Assignment -
Answer with only the number of lines below where "spectator" appears.

Extracted information -
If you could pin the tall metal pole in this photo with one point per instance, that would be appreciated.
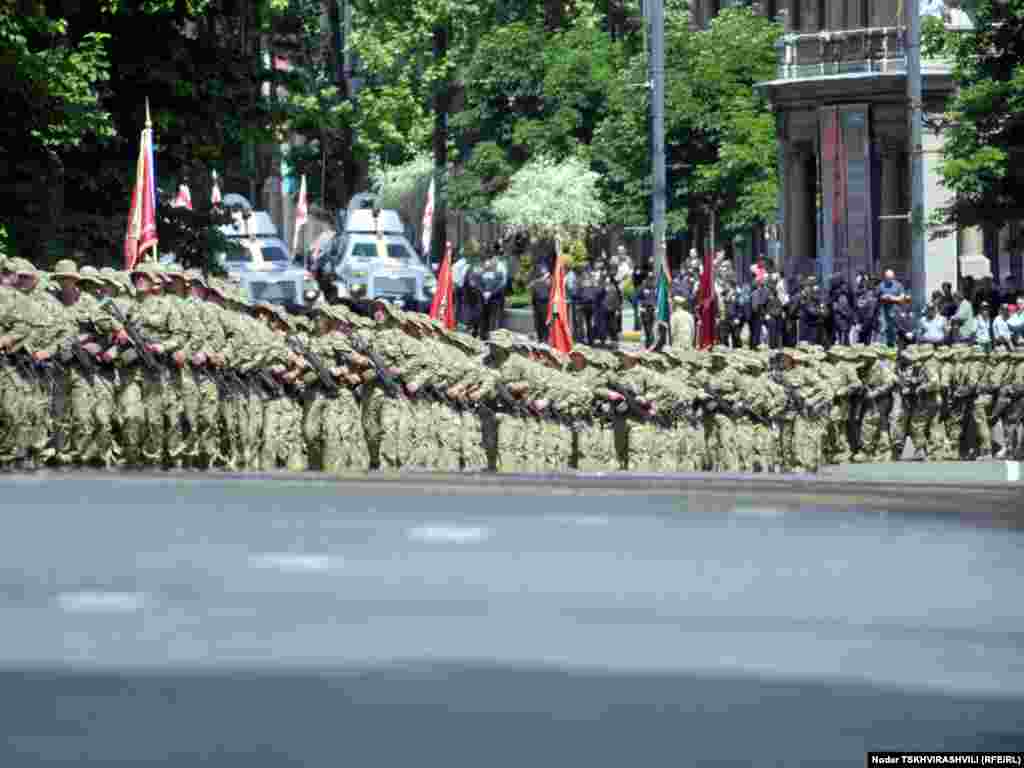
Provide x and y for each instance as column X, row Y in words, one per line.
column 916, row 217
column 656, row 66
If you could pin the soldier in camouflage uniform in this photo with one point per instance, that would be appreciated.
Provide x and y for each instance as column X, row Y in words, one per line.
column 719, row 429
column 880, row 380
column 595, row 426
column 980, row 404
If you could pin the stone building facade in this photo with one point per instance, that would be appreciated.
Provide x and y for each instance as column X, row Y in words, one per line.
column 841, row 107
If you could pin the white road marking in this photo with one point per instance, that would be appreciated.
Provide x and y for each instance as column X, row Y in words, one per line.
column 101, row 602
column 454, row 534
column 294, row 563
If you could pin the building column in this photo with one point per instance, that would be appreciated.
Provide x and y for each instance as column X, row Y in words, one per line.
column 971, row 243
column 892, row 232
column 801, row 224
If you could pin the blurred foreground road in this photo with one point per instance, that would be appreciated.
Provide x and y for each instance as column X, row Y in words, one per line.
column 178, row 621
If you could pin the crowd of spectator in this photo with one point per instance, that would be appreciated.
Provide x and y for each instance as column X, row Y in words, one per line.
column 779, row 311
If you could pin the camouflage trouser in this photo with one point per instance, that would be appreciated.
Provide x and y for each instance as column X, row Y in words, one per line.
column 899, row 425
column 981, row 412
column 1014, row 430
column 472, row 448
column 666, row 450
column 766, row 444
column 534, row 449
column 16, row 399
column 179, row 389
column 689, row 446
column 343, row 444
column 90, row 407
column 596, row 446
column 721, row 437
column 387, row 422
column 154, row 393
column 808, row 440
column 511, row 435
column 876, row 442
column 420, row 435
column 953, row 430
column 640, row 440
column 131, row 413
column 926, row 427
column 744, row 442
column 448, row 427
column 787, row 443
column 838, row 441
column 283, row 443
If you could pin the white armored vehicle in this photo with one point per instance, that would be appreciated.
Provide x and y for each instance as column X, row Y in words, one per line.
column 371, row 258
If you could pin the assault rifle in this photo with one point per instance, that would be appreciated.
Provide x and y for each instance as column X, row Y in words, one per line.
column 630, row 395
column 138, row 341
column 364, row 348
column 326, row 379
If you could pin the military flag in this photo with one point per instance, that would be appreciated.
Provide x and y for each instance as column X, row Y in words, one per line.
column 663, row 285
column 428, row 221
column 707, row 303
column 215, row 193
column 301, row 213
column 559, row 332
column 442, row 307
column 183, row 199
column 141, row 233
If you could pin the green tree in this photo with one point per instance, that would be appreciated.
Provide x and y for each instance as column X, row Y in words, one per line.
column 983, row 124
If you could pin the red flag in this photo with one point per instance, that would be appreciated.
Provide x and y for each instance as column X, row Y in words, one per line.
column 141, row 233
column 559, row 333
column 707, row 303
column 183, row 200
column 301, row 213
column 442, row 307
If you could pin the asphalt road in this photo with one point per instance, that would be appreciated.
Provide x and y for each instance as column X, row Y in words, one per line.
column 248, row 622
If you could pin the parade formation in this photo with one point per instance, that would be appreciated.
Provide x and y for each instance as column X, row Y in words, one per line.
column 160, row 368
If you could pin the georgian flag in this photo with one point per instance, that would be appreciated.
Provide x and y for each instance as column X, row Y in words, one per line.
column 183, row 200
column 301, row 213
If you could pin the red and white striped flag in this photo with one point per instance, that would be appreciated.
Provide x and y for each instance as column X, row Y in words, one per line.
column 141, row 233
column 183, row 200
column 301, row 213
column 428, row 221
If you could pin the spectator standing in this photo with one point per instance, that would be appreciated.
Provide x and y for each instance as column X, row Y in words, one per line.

Task solution -
2